◆ INPUT MATERIAL:
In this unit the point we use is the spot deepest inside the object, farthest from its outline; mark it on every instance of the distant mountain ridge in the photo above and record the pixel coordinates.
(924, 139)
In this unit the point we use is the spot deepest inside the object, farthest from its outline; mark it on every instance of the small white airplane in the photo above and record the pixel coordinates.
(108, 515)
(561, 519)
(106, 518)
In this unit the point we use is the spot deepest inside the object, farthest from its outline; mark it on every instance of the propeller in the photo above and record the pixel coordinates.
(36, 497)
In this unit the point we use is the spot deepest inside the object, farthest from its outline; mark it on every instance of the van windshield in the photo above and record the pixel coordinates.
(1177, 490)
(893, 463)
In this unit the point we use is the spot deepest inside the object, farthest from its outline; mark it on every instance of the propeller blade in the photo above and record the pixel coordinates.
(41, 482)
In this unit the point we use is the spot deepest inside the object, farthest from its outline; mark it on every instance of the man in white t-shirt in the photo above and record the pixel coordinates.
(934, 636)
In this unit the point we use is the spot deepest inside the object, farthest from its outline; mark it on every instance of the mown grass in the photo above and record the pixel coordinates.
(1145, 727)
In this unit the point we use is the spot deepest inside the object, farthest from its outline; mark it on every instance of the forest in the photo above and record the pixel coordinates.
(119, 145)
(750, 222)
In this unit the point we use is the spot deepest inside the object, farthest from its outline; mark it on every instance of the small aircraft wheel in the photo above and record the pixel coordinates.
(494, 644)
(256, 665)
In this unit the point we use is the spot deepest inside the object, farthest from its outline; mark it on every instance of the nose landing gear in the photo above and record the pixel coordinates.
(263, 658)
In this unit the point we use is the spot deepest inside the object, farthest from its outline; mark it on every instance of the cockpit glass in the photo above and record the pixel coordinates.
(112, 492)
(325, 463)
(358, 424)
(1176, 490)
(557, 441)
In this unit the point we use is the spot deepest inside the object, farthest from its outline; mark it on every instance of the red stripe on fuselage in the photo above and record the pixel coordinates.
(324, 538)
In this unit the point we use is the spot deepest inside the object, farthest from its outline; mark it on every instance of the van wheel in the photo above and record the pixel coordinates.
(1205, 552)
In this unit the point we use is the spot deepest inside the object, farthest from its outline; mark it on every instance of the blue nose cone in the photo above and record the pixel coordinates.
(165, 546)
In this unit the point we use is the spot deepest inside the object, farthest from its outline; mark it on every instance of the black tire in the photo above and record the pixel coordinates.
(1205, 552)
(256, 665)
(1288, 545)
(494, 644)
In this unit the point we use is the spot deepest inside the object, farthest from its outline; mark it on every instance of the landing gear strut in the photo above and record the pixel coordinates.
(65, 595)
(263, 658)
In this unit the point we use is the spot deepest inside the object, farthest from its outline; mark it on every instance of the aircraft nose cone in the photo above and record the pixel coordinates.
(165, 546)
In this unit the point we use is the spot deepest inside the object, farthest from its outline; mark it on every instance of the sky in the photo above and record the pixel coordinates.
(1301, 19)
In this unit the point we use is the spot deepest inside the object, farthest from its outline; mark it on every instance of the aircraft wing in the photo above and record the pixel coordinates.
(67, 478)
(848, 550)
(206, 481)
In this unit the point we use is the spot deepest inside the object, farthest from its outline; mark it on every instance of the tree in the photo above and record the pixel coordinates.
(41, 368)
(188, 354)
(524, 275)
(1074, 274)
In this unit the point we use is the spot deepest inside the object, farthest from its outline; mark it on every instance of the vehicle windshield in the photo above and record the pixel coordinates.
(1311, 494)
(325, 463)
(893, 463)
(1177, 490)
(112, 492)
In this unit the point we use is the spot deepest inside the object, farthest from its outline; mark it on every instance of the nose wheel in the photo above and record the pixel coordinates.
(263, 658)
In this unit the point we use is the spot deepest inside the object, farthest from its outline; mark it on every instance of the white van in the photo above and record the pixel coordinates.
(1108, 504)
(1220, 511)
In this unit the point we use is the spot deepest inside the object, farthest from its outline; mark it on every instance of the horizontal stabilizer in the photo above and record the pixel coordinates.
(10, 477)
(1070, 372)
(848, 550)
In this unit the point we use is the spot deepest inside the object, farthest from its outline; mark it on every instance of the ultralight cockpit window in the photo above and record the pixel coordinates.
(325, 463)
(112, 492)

◆ PROBLEM TO SOLVE:
Repeat the whole listing, keeping every word exact.

◆ RESPONSE TO THIS TASK:
In this unit the point we use is the spot deepest inside the object, farthest from its outline; mark it on every instance of the distant mountain ridge in the photo above and record the pixel coordinates.
(924, 139)
In this unit the point we use is the spot deepest inside the object, farthest from its outline; mark it on every instance of the small white airplane in the photo above and record the pixel coordinates.
(108, 515)
(561, 519)
(106, 518)
In this unit the point we use is the spot deepest inside the object, farthest from its outline; mark it on every instance of the propeller in the photo above and record the pixel coordinates.
(36, 497)
In this unit the point we use is the spot deepest inside the object, farthest from its outline; mark it on every instance of the van windshield in the photo above and record the pixel coordinates.
(1177, 490)
(893, 463)
In this unit the point we use is the spot deepest inside the object, farthest from its outline; mark it on every instance of the propeller blade in the photo above and record the pixel coordinates.
(41, 482)
In this unit the point we use is the spot deepest inside the object, farthest from its outline; mark it on every instance of the man in white t-shirt in the photo above and record the pixel coordinates.
(934, 636)
In this unit the point we use is the spot deepest inside the object, farthest from its outline; mark it on every instance of the mown grass in the photo above and record the pixel coordinates.
(1145, 727)
In this unit the point we use is the spot deepest inside the object, farthest from its outline; mark it on every instance of the forest in the photo above and record the pixel coordinates.
(119, 145)
(750, 222)
In this unit the point we use is the spot deepest inside the object, farthest from its outline; mark it on every instance of the small aircraft wheel in the photo above and record the pixel coordinates.
(494, 644)
(256, 665)
In this unit the point we use is the spot deepest inside the object, farthest from its outline; mark it on every instance of the nose landing gear in the photo above and record the pixel coordinates.
(263, 658)
In this unit the point we use is the spot deepest inside the object, farthest from its outline; mark it on every instance of the cockpit glass in the photo above and record the pixel coordinates.
(112, 492)
(325, 463)
(358, 424)
(1176, 490)
(557, 441)
In this unit the point we use is the spot deepest inside the object, farthest from its outline; mark it on every instance of the red stripe on fuselage in the photo above and record the pixel coordinates.
(324, 538)
In this unit the point we use is the spot deepest inside the object, farthest from its outline; mark it on every instance of the van wheel in the photo above and record the pixel coordinates.
(1205, 552)
In this unit the point we use is the spot deepest inside the object, farthest from its outline; mark it on every instance of the blue nose cone in the photo above and record the pixel coordinates.
(165, 546)
In this unit the point we use is the spot deepest inside the object, farthest from its outline; mark it on every instance of the black tire in the photo above and record the pixel coordinates.
(1205, 552)
(256, 665)
(1288, 545)
(494, 644)
In this unit the point we use is the spot deepest inside the object, farthest from its outline; mark it on every instance of the landing gear strut in the photo above and record the pixel coordinates.
(65, 595)
(263, 658)
In this unit the point we use is the spot deepest inside the object, farthest from its outline; mark it on every instance of the aircraft nose cone in the photo above and record the pixel coordinates.
(165, 546)
In this unit the point we use is the spot deepest inside the object, farthest from its outline; mark it on every instance of the sky in the photo above and record the pixel coordinates.
(1301, 19)
In this unit the point we use is the spot deepest inside the object, farthest from its outline; mark it on every instance of the aircraft wing in the photo above and record the pixel coordinates.
(67, 478)
(848, 550)
(206, 481)
In this unit the point we use is the spot deepest inside the object, farthest from its outline; mark it on every instance of the tree in the photo above and record the pixel coordinates.
(41, 368)
(188, 354)
(524, 275)
(1074, 274)
In this unit the point we use is the spot deepest inside the object, farthest from its outline; mark it on every instance of the vehicle windshield in the photo above and record the pixel coordinates.
(1311, 494)
(325, 463)
(893, 463)
(1177, 490)
(112, 492)
In this unit the point we use is the spot deepest inside the object, farthest from its outline; mark it on every instance of the nose wheel in the photo above and record the pixel coordinates.
(263, 658)
In this unit the point we use is the spot deepest inside the object, farthest from its outline; mark it on every instance of the white van in the photo above and record the pixel coordinates.
(1108, 504)
(1220, 511)
In this unit the point we use is the spot deepest inside the object, farthest from its outline; mark it on every instance of the horizontal stabilizer in the photo above and record the pixel coordinates.
(10, 477)
(1070, 372)
(848, 550)
In this unit the point we use is the spot deepest inside the object, farthest from its outline; mark it on every instance of the ultralight cockpit window in the photo above and record the pixel coordinates.
(325, 463)
(112, 492)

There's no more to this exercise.